[Begin Records supplied]

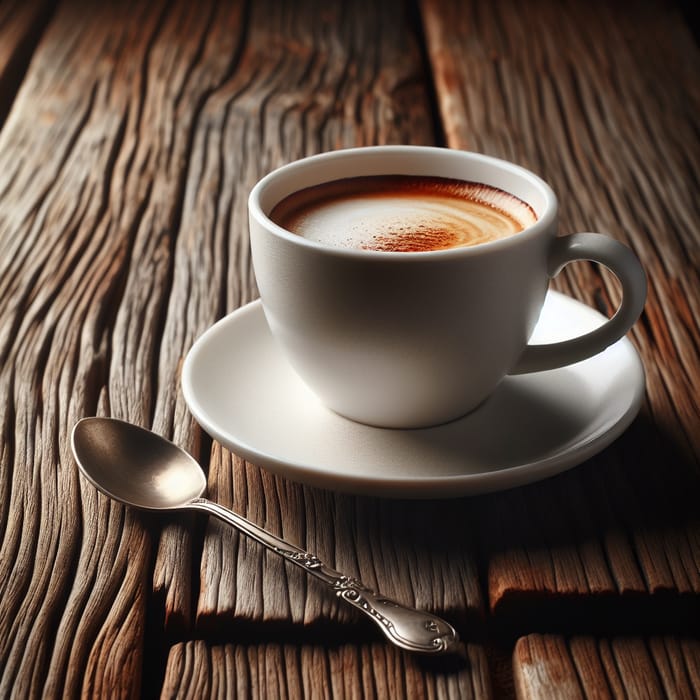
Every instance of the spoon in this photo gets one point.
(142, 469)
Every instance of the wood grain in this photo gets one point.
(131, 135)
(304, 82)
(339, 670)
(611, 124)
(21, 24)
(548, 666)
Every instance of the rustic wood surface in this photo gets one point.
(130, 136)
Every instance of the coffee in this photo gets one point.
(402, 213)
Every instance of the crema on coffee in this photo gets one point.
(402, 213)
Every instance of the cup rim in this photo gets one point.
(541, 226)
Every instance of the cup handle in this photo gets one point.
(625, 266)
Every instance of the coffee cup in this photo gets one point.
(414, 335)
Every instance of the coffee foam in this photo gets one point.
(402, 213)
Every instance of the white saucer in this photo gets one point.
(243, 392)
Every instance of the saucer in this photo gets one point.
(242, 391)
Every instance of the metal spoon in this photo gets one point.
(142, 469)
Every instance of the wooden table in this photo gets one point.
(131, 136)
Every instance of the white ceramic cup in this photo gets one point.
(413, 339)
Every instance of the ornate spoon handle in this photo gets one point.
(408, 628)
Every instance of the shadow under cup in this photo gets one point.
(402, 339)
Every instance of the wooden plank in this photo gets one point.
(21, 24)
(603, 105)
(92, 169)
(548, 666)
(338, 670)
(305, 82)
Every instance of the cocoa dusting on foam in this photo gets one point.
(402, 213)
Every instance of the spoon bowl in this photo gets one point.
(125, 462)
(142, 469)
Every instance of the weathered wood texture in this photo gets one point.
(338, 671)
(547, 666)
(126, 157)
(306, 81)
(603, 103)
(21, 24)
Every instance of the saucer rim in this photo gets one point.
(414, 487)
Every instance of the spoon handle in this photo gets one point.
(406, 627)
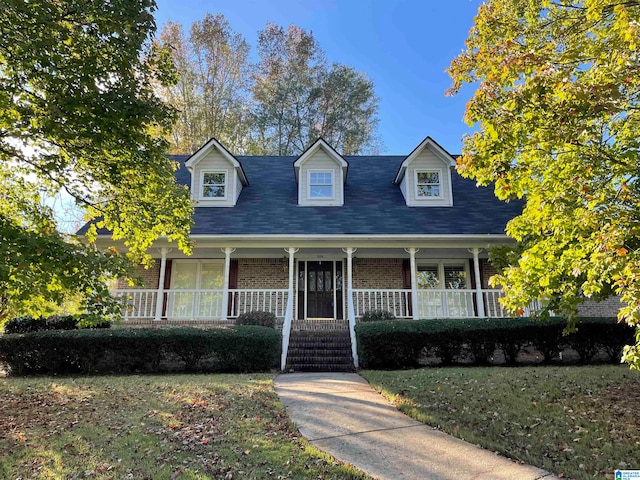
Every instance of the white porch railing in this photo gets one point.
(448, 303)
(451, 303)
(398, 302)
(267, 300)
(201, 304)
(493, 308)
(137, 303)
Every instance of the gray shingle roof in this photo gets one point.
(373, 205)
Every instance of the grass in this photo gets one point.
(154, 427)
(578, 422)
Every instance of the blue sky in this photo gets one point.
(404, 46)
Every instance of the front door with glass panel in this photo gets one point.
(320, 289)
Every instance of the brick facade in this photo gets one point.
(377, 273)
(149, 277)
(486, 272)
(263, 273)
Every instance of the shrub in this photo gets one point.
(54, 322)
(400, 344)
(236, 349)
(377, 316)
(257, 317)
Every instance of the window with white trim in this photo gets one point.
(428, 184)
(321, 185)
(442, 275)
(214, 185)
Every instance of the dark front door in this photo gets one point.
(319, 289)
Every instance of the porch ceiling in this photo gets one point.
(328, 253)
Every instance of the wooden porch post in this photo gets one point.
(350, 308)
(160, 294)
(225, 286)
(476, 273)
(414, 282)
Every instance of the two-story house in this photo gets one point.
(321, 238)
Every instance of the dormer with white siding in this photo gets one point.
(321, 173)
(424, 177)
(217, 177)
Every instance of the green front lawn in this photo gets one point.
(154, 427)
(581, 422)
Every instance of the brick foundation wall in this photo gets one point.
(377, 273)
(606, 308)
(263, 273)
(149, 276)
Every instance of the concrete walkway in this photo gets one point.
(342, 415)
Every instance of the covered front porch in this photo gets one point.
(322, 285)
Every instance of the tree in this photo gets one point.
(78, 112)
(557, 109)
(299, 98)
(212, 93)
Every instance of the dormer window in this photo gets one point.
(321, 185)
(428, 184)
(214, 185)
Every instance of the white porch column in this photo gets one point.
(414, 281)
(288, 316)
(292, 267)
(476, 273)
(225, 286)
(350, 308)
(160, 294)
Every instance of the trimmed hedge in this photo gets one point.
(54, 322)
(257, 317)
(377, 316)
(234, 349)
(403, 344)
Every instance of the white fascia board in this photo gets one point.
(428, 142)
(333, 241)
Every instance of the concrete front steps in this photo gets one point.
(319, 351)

[End Records supplied]
[Begin Records supplied]

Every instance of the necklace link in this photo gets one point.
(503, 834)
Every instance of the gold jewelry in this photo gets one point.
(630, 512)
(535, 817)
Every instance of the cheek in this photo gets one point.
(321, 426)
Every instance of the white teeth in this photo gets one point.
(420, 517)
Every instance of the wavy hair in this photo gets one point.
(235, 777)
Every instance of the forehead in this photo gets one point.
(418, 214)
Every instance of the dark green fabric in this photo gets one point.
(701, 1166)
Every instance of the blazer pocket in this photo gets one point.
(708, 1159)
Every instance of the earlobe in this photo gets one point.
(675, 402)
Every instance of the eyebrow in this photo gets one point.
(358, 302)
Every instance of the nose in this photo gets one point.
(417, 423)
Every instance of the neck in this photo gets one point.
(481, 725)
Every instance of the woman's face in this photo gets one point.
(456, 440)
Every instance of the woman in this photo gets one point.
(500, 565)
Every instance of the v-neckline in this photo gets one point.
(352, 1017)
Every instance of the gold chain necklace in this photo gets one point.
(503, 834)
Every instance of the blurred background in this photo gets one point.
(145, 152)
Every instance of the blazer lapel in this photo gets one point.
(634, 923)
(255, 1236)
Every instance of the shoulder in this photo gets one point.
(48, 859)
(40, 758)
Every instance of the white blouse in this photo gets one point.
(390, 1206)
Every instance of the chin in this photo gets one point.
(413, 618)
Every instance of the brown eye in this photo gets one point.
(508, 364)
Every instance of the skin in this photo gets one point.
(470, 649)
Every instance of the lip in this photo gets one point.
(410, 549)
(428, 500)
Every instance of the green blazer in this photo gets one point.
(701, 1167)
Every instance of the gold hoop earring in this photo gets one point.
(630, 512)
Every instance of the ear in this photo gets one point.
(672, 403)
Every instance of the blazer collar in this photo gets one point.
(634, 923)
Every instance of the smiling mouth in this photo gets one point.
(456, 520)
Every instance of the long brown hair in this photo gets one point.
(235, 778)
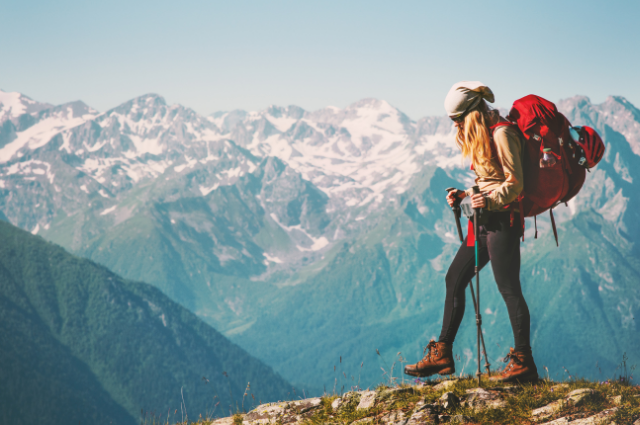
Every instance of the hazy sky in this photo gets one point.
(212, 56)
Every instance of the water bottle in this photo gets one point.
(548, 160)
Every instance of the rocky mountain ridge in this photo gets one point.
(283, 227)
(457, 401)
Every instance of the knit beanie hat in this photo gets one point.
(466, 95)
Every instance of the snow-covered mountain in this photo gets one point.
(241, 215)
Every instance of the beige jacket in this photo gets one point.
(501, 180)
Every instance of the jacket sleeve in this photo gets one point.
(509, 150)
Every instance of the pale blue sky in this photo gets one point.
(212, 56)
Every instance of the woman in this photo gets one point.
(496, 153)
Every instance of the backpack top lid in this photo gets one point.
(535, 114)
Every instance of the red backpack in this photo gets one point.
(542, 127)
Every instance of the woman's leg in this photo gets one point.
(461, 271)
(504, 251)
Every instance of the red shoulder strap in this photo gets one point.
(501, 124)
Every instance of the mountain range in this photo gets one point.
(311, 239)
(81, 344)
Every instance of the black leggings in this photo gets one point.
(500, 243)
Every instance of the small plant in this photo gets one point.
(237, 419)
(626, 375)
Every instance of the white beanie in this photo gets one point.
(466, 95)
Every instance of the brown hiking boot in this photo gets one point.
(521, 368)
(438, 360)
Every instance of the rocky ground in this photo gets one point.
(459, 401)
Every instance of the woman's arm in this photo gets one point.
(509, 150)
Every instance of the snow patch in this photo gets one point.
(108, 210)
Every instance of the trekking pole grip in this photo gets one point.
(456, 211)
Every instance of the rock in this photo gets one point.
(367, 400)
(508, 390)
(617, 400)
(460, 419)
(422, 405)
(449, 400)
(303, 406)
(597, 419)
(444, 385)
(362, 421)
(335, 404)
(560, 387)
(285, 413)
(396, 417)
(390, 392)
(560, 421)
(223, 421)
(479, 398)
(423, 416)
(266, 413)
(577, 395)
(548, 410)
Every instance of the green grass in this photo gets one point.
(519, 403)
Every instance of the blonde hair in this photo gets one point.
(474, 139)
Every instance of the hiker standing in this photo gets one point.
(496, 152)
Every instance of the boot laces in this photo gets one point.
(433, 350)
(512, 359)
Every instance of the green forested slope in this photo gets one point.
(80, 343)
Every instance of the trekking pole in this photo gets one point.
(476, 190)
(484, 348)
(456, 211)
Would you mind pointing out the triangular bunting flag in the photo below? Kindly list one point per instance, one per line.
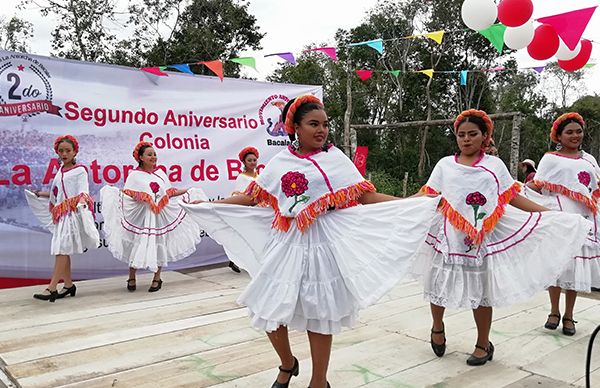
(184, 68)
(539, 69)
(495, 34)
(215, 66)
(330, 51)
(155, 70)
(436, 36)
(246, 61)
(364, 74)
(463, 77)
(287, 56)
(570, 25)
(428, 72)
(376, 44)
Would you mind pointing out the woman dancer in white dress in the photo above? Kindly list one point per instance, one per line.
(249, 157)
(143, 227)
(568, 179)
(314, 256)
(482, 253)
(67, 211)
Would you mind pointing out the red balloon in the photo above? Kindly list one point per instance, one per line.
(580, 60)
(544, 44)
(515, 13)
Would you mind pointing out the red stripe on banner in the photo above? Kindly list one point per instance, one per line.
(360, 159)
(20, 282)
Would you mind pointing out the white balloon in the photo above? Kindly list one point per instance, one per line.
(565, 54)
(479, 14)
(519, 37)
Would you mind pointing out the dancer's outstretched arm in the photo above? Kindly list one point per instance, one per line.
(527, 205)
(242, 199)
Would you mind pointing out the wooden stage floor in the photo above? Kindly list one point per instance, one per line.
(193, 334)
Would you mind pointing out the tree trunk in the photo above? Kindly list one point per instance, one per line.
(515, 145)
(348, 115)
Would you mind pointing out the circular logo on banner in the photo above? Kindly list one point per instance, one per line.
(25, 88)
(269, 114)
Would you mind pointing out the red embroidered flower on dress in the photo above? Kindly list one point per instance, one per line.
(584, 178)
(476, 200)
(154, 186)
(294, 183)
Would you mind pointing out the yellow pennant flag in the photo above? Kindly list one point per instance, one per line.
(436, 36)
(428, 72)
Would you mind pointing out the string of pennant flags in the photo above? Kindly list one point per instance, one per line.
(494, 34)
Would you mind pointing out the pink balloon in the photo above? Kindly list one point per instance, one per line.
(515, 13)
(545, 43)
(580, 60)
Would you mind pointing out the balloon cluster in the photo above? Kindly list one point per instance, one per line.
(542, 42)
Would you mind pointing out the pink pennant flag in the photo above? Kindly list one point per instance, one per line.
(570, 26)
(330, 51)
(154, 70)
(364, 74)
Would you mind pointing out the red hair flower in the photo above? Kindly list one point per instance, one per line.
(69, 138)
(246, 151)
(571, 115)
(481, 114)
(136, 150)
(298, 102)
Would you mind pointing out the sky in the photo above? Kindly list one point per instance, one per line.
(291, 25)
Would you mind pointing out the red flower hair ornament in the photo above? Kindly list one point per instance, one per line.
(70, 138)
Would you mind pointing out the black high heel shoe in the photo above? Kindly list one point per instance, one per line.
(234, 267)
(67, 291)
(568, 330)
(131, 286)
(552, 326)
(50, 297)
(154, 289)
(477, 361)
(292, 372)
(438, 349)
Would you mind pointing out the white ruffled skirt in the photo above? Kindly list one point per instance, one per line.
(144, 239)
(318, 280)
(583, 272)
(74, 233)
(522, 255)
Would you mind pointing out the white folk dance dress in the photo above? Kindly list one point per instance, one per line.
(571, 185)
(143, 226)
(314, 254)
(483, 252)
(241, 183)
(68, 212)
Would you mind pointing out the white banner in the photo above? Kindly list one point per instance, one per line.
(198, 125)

[End Records supplied]

» **What is being asked**: Identify every line in the entries above that contains the word "green", and copy each of those lines in full. Case counts.

» **Problem solution**:
Every instance of the green front lawn in this photo gets one point.
Every instance of the dark green fabric in this photo gets one point.
Every instance of the green blazer in this photo gets one point.
Every instance of the green grass in this photo gets one point.
Every instance of the green forested slope in this photo gets one point.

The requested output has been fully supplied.